Problem description: Only the lines from the one containing "target | blue sky" through the final line of the material below should be output, exactly as they stand.

*-*-*

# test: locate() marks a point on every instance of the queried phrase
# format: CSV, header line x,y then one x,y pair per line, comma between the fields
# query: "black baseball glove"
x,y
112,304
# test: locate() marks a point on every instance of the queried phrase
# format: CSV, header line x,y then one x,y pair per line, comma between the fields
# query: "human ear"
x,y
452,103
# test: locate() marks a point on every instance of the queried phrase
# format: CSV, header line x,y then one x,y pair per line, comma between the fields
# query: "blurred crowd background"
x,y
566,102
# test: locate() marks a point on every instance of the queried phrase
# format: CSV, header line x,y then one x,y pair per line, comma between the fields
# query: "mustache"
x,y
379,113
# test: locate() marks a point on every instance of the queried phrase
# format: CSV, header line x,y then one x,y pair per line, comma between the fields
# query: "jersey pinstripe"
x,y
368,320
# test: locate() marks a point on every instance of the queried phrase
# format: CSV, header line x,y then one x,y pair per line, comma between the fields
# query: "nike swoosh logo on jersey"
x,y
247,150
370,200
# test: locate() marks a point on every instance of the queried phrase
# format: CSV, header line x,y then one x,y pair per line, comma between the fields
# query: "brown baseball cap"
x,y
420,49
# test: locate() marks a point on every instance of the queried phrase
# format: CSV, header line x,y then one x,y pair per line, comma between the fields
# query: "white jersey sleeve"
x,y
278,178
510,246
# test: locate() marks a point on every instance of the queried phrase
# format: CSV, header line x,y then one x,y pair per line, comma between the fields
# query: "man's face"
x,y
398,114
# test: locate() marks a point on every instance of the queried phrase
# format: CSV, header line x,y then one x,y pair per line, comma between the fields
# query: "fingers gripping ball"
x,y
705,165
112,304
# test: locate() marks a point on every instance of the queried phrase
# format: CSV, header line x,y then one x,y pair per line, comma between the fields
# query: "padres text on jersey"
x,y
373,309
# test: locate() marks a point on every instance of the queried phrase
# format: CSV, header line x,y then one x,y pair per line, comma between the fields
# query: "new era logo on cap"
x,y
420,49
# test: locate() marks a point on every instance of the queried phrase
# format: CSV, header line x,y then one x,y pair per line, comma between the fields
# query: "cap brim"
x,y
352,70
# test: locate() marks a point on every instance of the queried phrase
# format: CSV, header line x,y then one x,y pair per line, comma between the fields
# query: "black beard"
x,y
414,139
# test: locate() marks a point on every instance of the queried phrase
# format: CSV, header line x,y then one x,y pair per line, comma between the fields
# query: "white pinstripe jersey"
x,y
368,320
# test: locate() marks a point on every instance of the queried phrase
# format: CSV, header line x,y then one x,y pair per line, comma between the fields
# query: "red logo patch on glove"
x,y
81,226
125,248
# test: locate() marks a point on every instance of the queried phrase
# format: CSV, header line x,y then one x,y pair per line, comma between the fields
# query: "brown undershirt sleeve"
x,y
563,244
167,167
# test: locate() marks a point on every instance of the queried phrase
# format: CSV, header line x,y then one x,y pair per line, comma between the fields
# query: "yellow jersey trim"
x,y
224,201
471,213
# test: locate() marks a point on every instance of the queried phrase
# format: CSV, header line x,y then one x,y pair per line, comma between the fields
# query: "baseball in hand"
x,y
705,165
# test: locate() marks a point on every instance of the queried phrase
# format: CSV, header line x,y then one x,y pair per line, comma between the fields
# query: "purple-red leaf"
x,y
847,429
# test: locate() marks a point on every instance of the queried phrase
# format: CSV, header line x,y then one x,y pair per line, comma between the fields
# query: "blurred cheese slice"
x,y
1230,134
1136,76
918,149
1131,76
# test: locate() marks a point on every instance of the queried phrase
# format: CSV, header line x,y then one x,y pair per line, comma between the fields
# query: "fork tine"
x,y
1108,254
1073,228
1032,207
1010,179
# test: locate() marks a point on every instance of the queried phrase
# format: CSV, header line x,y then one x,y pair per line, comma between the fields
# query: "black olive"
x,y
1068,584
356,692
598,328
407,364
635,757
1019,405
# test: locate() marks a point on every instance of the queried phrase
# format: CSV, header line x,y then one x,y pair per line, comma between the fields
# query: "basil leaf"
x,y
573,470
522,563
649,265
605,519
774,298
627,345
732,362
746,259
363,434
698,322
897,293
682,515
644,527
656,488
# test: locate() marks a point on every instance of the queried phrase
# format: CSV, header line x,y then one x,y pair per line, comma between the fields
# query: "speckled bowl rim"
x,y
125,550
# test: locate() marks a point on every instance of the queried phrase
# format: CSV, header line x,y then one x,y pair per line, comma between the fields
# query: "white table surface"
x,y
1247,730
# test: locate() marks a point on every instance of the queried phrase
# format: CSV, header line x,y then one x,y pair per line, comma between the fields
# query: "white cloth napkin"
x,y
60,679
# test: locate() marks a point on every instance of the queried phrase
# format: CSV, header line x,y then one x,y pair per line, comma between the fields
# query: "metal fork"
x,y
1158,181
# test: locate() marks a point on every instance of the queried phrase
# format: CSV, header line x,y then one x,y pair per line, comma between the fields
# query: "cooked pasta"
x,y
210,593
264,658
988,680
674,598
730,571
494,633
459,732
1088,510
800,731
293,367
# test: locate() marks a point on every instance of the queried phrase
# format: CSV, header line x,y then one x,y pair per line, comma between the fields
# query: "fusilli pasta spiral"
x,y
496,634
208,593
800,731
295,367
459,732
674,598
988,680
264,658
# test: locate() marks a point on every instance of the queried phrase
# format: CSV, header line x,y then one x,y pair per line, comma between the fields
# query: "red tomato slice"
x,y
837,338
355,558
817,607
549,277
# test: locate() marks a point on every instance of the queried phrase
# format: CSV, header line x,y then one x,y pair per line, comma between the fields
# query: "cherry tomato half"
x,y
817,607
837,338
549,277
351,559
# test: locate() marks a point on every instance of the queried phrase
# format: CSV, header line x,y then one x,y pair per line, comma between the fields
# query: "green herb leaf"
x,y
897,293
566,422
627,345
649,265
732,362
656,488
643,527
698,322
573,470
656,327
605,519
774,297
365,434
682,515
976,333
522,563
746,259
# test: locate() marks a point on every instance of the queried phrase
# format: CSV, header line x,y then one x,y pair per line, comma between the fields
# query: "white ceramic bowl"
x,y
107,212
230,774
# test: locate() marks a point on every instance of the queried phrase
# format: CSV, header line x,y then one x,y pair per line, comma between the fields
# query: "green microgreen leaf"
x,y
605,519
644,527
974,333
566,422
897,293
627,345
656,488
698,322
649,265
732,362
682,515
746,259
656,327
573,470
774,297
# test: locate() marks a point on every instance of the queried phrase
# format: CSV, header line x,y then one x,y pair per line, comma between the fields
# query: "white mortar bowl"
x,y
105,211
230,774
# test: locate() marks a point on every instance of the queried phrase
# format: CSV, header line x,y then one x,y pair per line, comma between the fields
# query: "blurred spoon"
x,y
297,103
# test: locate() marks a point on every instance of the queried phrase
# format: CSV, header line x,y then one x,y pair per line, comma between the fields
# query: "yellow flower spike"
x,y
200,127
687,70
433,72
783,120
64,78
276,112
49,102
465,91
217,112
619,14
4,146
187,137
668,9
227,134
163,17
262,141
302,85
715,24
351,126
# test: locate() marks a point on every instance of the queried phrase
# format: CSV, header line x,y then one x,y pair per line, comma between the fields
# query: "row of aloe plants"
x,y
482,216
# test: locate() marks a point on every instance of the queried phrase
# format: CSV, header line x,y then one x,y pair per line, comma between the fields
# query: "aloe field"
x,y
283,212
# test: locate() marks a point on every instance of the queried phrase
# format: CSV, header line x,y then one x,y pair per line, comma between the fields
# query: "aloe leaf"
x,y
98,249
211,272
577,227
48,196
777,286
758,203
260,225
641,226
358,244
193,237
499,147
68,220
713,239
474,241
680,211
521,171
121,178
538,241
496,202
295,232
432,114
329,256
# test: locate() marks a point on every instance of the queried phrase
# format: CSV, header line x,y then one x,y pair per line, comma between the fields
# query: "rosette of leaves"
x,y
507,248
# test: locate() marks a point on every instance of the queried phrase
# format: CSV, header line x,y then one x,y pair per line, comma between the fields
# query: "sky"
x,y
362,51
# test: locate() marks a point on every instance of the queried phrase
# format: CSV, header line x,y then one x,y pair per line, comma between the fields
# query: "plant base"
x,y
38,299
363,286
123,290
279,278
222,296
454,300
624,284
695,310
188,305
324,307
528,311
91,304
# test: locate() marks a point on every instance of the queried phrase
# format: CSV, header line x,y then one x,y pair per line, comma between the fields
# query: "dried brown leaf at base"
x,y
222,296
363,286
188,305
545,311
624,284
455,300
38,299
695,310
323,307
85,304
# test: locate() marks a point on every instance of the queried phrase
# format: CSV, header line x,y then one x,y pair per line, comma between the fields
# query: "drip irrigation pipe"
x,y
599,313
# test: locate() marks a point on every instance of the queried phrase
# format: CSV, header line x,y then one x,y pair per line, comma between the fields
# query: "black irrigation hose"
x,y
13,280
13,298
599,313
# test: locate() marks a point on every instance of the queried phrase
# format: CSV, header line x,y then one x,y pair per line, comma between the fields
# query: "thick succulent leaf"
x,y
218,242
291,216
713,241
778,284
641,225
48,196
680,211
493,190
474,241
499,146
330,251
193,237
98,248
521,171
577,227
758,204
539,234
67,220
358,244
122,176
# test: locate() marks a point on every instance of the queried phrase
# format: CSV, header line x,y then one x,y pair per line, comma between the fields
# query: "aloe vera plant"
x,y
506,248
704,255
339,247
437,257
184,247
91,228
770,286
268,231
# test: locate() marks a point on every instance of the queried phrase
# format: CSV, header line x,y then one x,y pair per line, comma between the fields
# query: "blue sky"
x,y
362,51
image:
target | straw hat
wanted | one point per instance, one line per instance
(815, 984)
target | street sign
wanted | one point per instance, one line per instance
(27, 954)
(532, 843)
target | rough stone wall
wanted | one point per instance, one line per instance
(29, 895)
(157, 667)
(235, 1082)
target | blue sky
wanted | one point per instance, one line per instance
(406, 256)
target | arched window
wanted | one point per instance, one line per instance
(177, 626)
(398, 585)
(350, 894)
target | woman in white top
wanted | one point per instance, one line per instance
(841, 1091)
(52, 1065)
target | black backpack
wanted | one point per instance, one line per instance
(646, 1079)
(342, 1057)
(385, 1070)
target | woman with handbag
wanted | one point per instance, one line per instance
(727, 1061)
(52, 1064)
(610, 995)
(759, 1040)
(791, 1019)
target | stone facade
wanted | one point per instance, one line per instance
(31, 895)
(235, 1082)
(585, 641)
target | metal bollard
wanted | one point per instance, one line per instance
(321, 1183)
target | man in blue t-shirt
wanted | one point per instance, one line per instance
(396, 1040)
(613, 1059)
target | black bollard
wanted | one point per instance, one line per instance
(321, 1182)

*-*-*

Response to this task:
target | blue sky
wanted | one point per instance, one line per instance
(406, 256)
target | arched window
wanted | one point per instance, one line per instance
(177, 626)
(398, 585)
(350, 894)
target | woman in white top
wanted | one point per instance, one line per instance
(841, 1091)
(52, 1065)
target | black backpack
wanted | one point per instance, one line per instance
(646, 1079)
(342, 1057)
(385, 1070)
target | woman with handbag
wanted | one point per instance, one line per instance
(727, 1061)
(52, 1064)
(610, 995)
(759, 1040)
(791, 1019)
target | stone facade
wanted | one point per instance, one line per instance
(31, 895)
(235, 1082)
(585, 641)
target | metal bollard
wanted | one point per instance, one line per instance
(321, 1183)
target | man in blue t-shirt
wanted | one point per instance, one line per instance
(396, 1040)
(613, 1059)
target | black bollard
wanted | one point per instance, one line per instance
(321, 1182)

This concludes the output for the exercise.